BEGIN DATASET

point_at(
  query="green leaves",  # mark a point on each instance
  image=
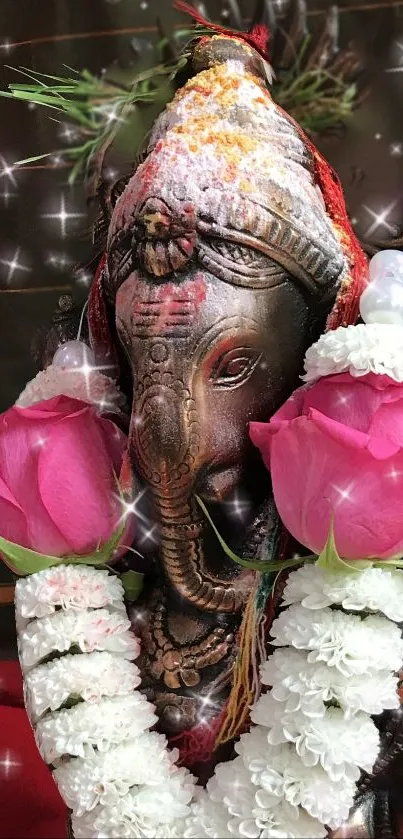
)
(132, 584)
(330, 560)
(247, 563)
(23, 561)
(99, 107)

END DATASET

(EXERCISE BRIEF): Quote the records above word for word, leaving out the picture.

(THE RESPONSE):
point_at(
  query="green leaves",  # mark a point on each instance
  image=
)
(132, 584)
(330, 560)
(247, 563)
(23, 561)
(99, 107)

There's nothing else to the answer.